--- BEGIN DATASET ENTRIES ---

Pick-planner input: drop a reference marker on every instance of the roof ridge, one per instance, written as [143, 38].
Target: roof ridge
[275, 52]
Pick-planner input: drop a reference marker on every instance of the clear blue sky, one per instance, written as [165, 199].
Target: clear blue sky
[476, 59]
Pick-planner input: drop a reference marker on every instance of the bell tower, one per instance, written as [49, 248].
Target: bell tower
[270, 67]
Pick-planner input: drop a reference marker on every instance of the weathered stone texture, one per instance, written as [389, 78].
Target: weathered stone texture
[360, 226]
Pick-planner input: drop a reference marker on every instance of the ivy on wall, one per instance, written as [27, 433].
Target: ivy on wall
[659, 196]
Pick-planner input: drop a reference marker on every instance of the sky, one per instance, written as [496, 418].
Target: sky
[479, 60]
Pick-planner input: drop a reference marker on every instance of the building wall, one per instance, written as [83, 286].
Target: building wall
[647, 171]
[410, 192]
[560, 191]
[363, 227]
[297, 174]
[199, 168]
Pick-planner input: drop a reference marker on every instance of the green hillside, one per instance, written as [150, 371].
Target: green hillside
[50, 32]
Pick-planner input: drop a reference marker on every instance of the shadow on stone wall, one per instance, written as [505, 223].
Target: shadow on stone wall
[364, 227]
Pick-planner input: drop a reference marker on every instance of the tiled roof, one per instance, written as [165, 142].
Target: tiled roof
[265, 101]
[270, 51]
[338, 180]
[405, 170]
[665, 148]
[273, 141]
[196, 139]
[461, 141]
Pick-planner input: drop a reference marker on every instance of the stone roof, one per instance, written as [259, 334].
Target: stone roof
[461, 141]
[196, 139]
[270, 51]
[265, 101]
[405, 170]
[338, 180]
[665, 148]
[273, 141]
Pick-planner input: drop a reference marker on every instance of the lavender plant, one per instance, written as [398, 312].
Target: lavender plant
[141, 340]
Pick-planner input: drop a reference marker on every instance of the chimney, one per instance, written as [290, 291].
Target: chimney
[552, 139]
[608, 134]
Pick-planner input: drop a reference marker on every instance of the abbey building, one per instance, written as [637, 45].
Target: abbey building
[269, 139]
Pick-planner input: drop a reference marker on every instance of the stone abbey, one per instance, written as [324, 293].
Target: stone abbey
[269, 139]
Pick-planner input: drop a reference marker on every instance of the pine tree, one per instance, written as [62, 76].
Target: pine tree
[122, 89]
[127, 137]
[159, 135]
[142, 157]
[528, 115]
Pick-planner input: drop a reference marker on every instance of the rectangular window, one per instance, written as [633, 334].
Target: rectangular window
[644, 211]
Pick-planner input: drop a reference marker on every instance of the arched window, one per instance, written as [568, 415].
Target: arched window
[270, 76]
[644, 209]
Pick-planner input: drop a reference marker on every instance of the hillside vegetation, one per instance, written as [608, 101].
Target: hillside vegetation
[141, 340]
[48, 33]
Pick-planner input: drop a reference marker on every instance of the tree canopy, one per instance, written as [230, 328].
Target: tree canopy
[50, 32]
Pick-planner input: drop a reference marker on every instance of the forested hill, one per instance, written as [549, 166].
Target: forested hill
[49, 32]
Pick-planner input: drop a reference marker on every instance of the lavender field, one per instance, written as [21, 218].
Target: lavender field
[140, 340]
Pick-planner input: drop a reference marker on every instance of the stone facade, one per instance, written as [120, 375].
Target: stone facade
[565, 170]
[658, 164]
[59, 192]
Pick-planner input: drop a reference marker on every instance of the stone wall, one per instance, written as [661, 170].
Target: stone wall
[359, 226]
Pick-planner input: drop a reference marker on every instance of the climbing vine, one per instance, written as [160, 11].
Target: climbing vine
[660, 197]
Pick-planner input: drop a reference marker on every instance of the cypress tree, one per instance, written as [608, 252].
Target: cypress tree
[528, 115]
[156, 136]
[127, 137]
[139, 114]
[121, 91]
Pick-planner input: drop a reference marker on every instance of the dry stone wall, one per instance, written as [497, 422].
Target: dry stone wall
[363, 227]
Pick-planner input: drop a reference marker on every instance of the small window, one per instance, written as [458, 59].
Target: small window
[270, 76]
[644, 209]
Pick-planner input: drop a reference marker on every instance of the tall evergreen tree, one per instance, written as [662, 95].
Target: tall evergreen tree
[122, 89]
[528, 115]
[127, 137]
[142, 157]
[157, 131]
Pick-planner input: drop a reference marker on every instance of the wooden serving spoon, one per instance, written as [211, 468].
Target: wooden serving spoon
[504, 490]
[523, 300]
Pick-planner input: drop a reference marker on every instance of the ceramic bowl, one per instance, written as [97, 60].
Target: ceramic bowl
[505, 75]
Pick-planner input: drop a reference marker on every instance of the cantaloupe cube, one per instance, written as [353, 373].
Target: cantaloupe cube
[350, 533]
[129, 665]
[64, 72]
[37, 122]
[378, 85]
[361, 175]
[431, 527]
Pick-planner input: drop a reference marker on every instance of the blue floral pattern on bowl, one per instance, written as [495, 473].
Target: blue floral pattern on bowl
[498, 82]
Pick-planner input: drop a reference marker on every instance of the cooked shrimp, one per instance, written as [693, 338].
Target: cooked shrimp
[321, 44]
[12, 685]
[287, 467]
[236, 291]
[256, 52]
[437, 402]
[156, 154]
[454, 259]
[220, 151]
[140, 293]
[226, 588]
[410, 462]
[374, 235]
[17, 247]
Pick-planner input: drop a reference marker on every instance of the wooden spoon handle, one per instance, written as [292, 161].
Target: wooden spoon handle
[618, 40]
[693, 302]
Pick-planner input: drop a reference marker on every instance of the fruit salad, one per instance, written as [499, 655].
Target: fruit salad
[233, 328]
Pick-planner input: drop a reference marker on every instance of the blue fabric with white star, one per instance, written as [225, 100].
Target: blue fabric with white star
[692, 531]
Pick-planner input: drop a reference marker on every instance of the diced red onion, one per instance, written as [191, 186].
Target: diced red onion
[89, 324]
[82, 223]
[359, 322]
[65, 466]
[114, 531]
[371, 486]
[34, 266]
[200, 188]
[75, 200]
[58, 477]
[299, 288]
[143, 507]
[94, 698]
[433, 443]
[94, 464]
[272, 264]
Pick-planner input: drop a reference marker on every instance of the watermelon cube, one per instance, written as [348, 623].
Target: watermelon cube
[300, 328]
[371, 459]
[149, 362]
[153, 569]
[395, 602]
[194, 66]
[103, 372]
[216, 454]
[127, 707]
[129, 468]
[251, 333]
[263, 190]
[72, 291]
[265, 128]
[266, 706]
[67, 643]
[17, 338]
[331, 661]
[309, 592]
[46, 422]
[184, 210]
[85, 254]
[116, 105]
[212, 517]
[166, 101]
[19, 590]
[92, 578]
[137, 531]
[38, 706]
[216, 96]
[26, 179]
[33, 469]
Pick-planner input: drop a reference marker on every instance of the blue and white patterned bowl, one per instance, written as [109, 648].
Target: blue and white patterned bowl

--- END DATASET ENTRIES ---

GIVEN TASK: Copy every record exactly as presented.

FINISHED ANSWER:
Pick-planner input: drop a reference marker on every instance of the roof ridge, one per instance, written as [143, 38].
Target: roof ridge
[275, 52]
Pick-planner input: drop a reference marker on every instance of the clear blue sky, one per instance, written as [165, 199].
Target: clear blue sky
[476, 59]
Pick-planner input: drop a reference marker on every instance of the bell tower, one per instance, written as [49, 248].
Target: bell tower
[270, 67]
Pick-planner input: drop a reference marker on every instance of the weathered stone texture, one per instance, written as [389, 78].
Target: weathered stone texture
[360, 226]
Pick-planner input: drop a reference marker on every instance of the ivy on wall, one per instance, written as [27, 433].
Target: ivy on wall
[659, 196]
Pick-planner input: drop a reference marker on every instance of the sky, one per instance, written as [496, 418].
Target: sky
[479, 60]
Pick-planner input: drop a reference marker on every instance of the building wall, one per instance, written as [83, 286].
Target: building wall
[647, 171]
[410, 192]
[560, 191]
[363, 227]
[297, 174]
[199, 168]
Pick-planner input: drop a reference marker on every instance of the green hillside, one per instance, written as [150, 371].
Target: green hillside
[50, 32]
Pick-planner input: drop a reference marker on every instance of the shadow on stone wall, one per instance, written as [505, 223].
Target: shadow on stone wall
[364, 227]
Pick-planner input: drop a reference marker on every instance of the tiled roof, one per instance, written as [165, 142].
Target: tiled roof
[265, 101]
[270, 51]
[338, 180]
[405, 170]
[665, 148]
[273, 141]
[196, 139]
[461, 141]
Pick-planner input: drop a reference marker on every instance of the stone roof, one per instance, written as [259, 334].
Target: stone roof
[461, 141]
[196, 139]
[270, 51]
[265, 101]
[405, 170]
[338, 180]
[665, 148]
[273, 141]
Pick-planner input: drop a reference marker on every instance of the lavender plant, one per instance, written as [398, 312].
Target: lavender plant
[141, 340]
Pick-planner input: drop a reference marker on every instance of the chimney, one per instance, written as [290, 291].
Target: chimney
[552, 139]
[608, 134]
Pick-planner input: drop a reference marker on every instance of the abbey building, one per instance, written as [637, 45].
Target: abbey building
[269, 139]
Pick-planner input: drop a reference marker on every instance of the stone abbey, one per instance, written as [324, 293].
Target: stone abbey
[269, 139]
Pick-planner input: drop a reference marker on every instance of the pine tree, one per instance, written as [62, 76].
Target: pine tree
[122, 89]
[127, 137]
[159, 135]
[142, 157]
[528, 115]
Pick-planner input: drop a reference marker on every instance of the rectangular window, one per instance, written as [633, 334].
Target: rectangular window
[644, 211]
Pick-planner input: drop a reference marker on every instance of the arched window, one per instance, written as [568, 415].
Target: arched window
[270, 76]
[644, 209]
Pick-planner input: drop a reference marker on every instance of the hillside vegetation, one per instance, written as [608, 101].
Target: hillside vegetation
[141, 340]
[48, 33]
Pick-planner input: drop a reference marker on every instance of the tree canopy, one per instance, written as [230, 328].
Target: tree canopy
[50, 32]
Pick-planner input: drop a reference marker on every instance of the forested hill, one per instance, written as [549, 166].
Target: forested hill
[49, 32]
Pick-planner input: drop a reference marker on every instance of the lavender field, one per instance, written as [21, 218].
Target: lavender field
[140, 340]
Pick-planner input: drop a reference marker on every instance of the stone facade, one per instance, written as [120, 375].
Target: stone facade
[565, 170]
[658, 164]
[59, 192]
Pick-planner input: drop a reference marker on every instance of the stone wall, one per instance, written as [661, 170].
Target: stone wall
[359, 226]
Pick-planner input: drop a reference marker on every instance of the climbing vine, one per instance, written as [160, 11].
Target: climbing vine
[660, 197]
Pick-planner input: drop a reference marker on every instance of the cypress tree, one per instance, written as [608, 252].
Target: cypress tree
[528, 115]
[156, 136]
[127, 137]
[139, 114]
[121, 91]
Pick-planner input: drop a reference marker on every instance of the dry stone wall, one per instance, written as [497, 422].
Target: dry stone wall
[363, 227]
Pick-planner input: drop a reference marker on every instance of the small window, one per instance, written as [458, 59].
Target: small window
[270, 76]
[644, 209]
Pick-planner input: drop a reference marker on every instance of the tall evergreen tree, one per instance, written as [662, 95].
Target: tall evergreen tree
[122, 89]
[528, 115]
[127, 137]
[142, 157]
[157, 131]
Pick-planner input: drop a reference marker on every instance of the wooden serving spoon, one per instance, written as [211, 468].
Target: wooden serving spoon
[504, 490]
[523, 300]
Pick-planner input: drop a reference marker on every instance of the ceramic bowl, one per instance, written as [97, 60].
Target: ceramic bowl
[505, 75]
Pick-planner input: drop a reference marker on every instance of the cantaloupe cube, one per instance, written as [353, 373].
Target: cantaloupe cube
[350, 533]
[129, 665]
[64, 72]
[37, 122]
[378, 85]
[361, 175]
[431, 527]
Pick-planner input: drop a reference marker on every instance of the blue floral pattern on bowl, one per instance, written as [495, 473].
Target: blue floral pattern on bowl
[498, 82]
Pick-planner input: drop a reference marker on every instance of the cooked shrimp, one per instance, written as [693, 338].
Target: cooked shrimp
[321, 44]
[12, 685]
[287, 467]
[236, 291]
[256, 52]
[437, 402]
[156, 154]
[454, 259]
[220, 151]
[140, 293]
[226, 588]
[410, 462]
[374, 235]
[17, 247]
Pick-planner input: drop a reference marker on every instance of the wooden spoon handle, one per instance, written as [292, 161].
Target: wooden spoon handle
[618, 40]
[693, 302]
Pick-planner input: drop a reference marker on every instance of the fruit salad, one per instance, written as [499, 655].
Target: fruit salad
[233, 328]
Pick-planner input: drop a reference marker on every instance of the blue fabric with white star, one per instance, written as [225, 100].
Target: blue fabric with white star
[692, 531]
Pick-planner input: drop a reference marker on every instance of the diced red onion, one per instance, written as [191, 186].
Target: diced red onion
[89, 324]
[82, 223]
[359, 322]
[65, 466]
[114, 531]
[371, 486]
[34, 266]
[200, 188]
[75, 200]
[58, 477]
[299, 288]
[143, 507]
[94, 698]
[433, 443]
[94, 464]
[272, 264]
Pick-planner input: drop a reference marker on every instance of the watermelon cube, one per instance, written as [348, 623].
Target: watermelon cube
[300, 328]
[371, 459]
[149, 362]
[153, 569]
[395, 602]
[194, 66]
[103, 372]
[216, 454]
[127, 707]
[129, 468]
[251, 333]
[263, 190]
[72, 291]
[265, 128]
[266, 706]
[67, 643]
[17, 338]
[331, 661]
[309, 592]
[46, 422]
[184, 210]
[85, 254]
[116, 105]
[212, 517]
[166, 101]
[19, 590]
[92, 578]
[137, 531]
[38, 706]
[216, 96]
[26, 179]
[33, 469]
Pick-planner input: drop a reference marker on every instance of the blue and white patterned bowl, one per instance, written as [109, 648].
Target: blue and white patterned bowl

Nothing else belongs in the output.